┌─ Records provided

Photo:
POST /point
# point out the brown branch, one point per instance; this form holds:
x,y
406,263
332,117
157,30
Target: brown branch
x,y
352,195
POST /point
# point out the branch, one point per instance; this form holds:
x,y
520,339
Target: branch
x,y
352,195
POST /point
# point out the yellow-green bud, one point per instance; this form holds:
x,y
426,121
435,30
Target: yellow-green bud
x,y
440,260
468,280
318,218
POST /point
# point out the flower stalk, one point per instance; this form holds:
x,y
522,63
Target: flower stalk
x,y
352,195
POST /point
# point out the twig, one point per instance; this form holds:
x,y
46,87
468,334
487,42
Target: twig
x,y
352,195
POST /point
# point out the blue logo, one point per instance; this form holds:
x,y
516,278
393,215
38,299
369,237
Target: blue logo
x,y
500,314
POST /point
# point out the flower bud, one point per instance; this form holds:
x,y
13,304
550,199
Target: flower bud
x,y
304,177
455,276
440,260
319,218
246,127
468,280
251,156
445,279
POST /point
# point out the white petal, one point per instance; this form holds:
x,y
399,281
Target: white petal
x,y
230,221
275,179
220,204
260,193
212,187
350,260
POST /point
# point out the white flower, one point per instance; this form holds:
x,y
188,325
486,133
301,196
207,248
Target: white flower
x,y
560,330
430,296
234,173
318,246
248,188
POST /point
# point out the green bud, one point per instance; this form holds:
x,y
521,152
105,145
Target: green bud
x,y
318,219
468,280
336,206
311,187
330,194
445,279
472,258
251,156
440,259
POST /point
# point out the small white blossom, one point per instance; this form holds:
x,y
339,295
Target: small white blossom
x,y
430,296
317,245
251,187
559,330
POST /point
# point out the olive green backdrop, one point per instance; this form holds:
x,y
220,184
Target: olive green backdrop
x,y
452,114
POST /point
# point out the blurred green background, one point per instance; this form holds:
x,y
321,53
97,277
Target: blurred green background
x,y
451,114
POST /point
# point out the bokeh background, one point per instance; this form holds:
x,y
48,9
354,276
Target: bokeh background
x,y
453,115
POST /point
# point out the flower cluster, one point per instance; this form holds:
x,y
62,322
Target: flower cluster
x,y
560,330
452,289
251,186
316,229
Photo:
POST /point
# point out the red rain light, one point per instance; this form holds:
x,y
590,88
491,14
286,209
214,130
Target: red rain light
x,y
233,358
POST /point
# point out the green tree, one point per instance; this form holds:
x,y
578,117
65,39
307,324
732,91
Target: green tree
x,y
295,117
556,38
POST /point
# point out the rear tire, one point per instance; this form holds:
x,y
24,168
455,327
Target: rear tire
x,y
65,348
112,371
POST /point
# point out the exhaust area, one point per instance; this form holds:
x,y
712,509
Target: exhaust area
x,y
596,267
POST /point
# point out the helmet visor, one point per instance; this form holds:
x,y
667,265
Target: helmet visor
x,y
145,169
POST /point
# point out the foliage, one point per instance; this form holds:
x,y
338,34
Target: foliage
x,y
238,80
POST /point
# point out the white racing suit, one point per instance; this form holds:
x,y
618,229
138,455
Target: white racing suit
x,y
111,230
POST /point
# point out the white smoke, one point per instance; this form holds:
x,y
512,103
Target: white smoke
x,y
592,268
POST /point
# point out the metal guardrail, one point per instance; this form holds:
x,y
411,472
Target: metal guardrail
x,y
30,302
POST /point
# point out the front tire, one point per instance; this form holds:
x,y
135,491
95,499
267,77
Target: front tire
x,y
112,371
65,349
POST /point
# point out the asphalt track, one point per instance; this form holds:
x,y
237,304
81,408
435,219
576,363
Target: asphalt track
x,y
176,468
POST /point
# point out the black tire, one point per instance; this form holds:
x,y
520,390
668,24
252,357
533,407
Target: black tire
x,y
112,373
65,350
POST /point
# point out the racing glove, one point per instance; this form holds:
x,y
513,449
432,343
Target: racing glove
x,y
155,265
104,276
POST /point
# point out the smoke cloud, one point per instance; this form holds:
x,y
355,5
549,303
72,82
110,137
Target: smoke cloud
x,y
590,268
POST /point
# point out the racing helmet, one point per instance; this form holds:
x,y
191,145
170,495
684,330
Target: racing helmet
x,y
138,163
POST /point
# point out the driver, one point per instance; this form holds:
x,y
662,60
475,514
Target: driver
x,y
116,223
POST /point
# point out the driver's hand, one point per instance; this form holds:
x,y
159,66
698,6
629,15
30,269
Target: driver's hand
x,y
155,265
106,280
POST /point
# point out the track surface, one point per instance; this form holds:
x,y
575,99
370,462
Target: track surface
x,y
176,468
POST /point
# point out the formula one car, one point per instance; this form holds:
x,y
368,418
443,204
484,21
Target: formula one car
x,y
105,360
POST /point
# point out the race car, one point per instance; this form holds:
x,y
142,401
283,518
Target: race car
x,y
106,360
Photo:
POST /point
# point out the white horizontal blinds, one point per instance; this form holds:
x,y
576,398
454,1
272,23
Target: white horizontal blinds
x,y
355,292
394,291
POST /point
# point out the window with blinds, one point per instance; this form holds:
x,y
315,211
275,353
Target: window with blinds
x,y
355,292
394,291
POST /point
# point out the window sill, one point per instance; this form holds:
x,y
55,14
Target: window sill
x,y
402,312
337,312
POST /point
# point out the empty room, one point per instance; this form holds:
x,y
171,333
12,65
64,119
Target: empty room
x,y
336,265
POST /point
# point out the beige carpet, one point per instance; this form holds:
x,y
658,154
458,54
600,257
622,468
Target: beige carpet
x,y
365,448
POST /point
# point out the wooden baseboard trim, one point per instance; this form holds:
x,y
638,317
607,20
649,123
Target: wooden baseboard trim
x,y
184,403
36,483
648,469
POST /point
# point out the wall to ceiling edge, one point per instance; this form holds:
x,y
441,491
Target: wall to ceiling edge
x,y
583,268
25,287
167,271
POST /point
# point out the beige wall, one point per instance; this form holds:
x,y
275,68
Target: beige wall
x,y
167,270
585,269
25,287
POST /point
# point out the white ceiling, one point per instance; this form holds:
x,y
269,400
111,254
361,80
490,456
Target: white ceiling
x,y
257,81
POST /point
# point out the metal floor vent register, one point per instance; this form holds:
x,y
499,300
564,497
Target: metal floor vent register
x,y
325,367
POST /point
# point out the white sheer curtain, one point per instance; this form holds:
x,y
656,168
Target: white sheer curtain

└─

◆ **What you need to do**: Write out the listing once more, matching it exactly.

◆ **Worked solution**:
Photo:
POST /point
# point out the brown branch, one point per instance; this form holds:
x,y
406,263
332,117
157,30
Target: brown branch
x,y
352,195
POST /point
# point out the branch, one point per instance; this form holds:
x,y
520,339
Target: branch
x,y
352,195
POST /point
# point out the yellow-green bud, one point per instance; this form holds:
x,y
426,121
435,30
Target: yellow-green bud
x,y
440,260
468,280
318,218
POST /point
# point out the flower stalk, one point per instance; this form holds:
x,y
522,63
Target: flower stalk
x,y
352,195
POST /point
# point out the twig, one point per instance; this form holds:
x,y
46,87
468,334
487,42
Target: twig
x,y
352,195
POST /point
# point out the blue logo, one point per instance; this form holds:
x,y
516,278
393,215
38,299
369,237
Target: blue logo
x,y
500,314
POST /point
# point out the flower bud, one point per instance; this form holds:
x,y
13,304
550,199
Target: flower bud
x,y
304,177
455,276
440,260
319,218
246,127
468,280
251,156
445,279
POST /point
# point out the white petal, one point per instance; this form holds:
x,y
399,281
Target: white petal
x,y
230,221
275,179
220,204
260,193
212,187
350,260
POST /point
# point out the white flower, one point per instance; this form holds:
x,y
188,325
486,133
301,196
207,248
Target: white flower
x,y
560,330
430,296
234,173
318,246
248,188
POST /point
# point out the green bud, one point per instance; this form holds:
x,y
521,152
105,145
Target: green bud
x,y
318,219
468,280
336,206
311,187
330,194
445,279
472,258
251,156
440,259
POST /point
# point out the small white blossom, one point per instance; this form holds:
x,y
339,295
Target: small white blossom
x,y
430,296
317,245
251,187
559,330
POST /point
# point out the olive green backdrop, one point per instance; this form holds:
x,y
220,184
Target: olive green backdrop
x,y
452,114
POST /point
# point out the blurred green background, one point per instance; this form holds:
x,y
321,53
97,277
Target: blurred green background
x,y
451,114
POST /point
# point out the bokeh background, one point per instance; this form holds:
x,y
48,9
354,276
Target: bokeh background
x,y
453,115
POST /point
# point out the flower cluster, one point per instance; this form holds:
x,y
62,322
Target: flower cluster
x,y
560,330
452,289
251,186
316,229
Photo:
POST /point
# point out the red rain light, one point per instance; this form holds:
x,y
590,88
491,14
286,209
214,130
Target: red rain light
x,y
233,358
POST /point
# point out the green tree, one point per instance; this form holds:
x,y
578,117
65,39
307,324
732,91
Target: green tree
x,y
295,117
556,38
POST /point
# point out the rear tire, one point per instance; this form holds:
x,y
24,168
455,327
Target: rear tire
x,y
65,348
112,371
POST /point
# point out the exhaust area, one point per instance; this form holds:
x,y
712,509
Target: exhaust area
x,y
596,267
POST /point
# point out the helmet visor, one point per instance; this form holds:
x,y
667,265
Target: helmet visor
x,y
145,169
POST /point
# point out the foliage, one point per instance; this form holds:
x,y
338,34
Target: foliage
x,y
238,80
POST /point
# point out the white racing suit, one point per instance; this form holds:
x,y
618,229
138,455
Target: white racing suit
x,y
111,230
POST /point
# point out the white smoke, one point per instance; this form holds:
x,y
512,103
Target: white smoke
x,y
592,268
POST /point
# point out the metal guardrail, one point per instance; this form holds:
x,y
411,472
Target: metal guardrail
x,y
30,302
POST /point
# point out the front tire, one point per instance; this form holds:
x,y
135,491
95,499
267,77
Target: front tire
x,y
112,371
65,349
POST /point
# point out the asphalt track, one point per instance; this form holds:
x,y
237,304
81,408
435,219
576,363
Target: asphalt track
x,y
176,468
POST /point
# point out the black tire, one point per instance; this form holds:
x,y
520,390
668,24
252,357
533,407
Target: black tire
x,y
112,373
65,350
POST /point
# point out the racing glove, one point per instance; this form holds:
x,y
513,449
432,343
Target: racing glove
x,y
155,265
104,276
POST /point
# point out the smoke cloud, one point per instance; this form holds:
x,y
355,5
549,303
72,82
110,137
Target: smoke cloud
x,y
590,268
POST /point
# point out the racing helmet, one point per instance; this form holds:
x,y
191,145
170,495
684,330
Target: racing helmet
x,y
138,163
POST /point
# point out the driver, one point per instance; this form holds:
x,y
662,60
475,514
Target: driver
x,y
116,223
POST /point
# point out the driver's hand, one point per instance; this form holds:
x,y
159,66
698,6
629,15
30,269
Target: driver's hand
x,y
155,265
106,280
POST /point
# point out the track surface, one point per instance; this form holds:
x,y
575,99
370,462
Target: track surface
x,y
176,468
POST /point
# point out the formula one car, one point per instance; this form holds:
x,y
368,418
443,204
484,21
Target: formula one car
x,y
105,360
POST /point
# point out the race car, one point per instance; this form holds:
x,y
142,401
283,518
Target: race car
x,y
106,360
Photo:
POST /point
# point out the white horizontal blinds, one point per instance; this form holds:
x,y
576,398
454,1
272,23
Target: white horizontal blinds
x,y
355,292
394,291
POST /point
# point out the window with blinds, one point per instance; this form holds:
x,y
315,211
275,353
Target: window with blinds
x,y
355,292
394,291
POST /point
# point out the window sill, one point per instance; this form holds:
x,y
55,14
Target: window sill
x,y
402,312
337,312
POST /point
# point out the empty room, one point per instance; this form holds:
x,y
171,333
12,65
64,119
Target: empty room
x,y
336,265
POST /point
# point out the beige carpet, one point per instance; this form holds:
x,y
658,154
458,54
600,257
622,468
Target: beige carpet
x,y
365,448
POST /point
# point out the wooden baseboard trim, one point per instance; this form holds:
x,y
638,317
607,20
649,123
Target: wooden baseboard trim
x,y
184,403
36,483
648,469
POST /point
# point out the wall to ceiling edge, one point per instance; this form holds:
x,y
441,491
Target: wall to ceiling edge
x,y
583,268
25,287
167,271
POST /point
# point out the beige wall, one point per instance; this form holds:
x,y
275,68
Target: beige wall
x,y
167,270
585,269
25,287
POST /point
# point out the white ceiling, one point per instance; this form holds:
x,y
269,400
111,254
361,80
490,456
Target: white ceiling
x,y
257,81
POST /point
# point out the metal floor vent register, one point per instance; this form holds:
x,y
499,300
564,497
Target: metal floor vent register
x,y
325,367
POST /point
# point out the white sheer curtain, one point per instance; this form holds:
x,y
656,168
Target: white sheer curtain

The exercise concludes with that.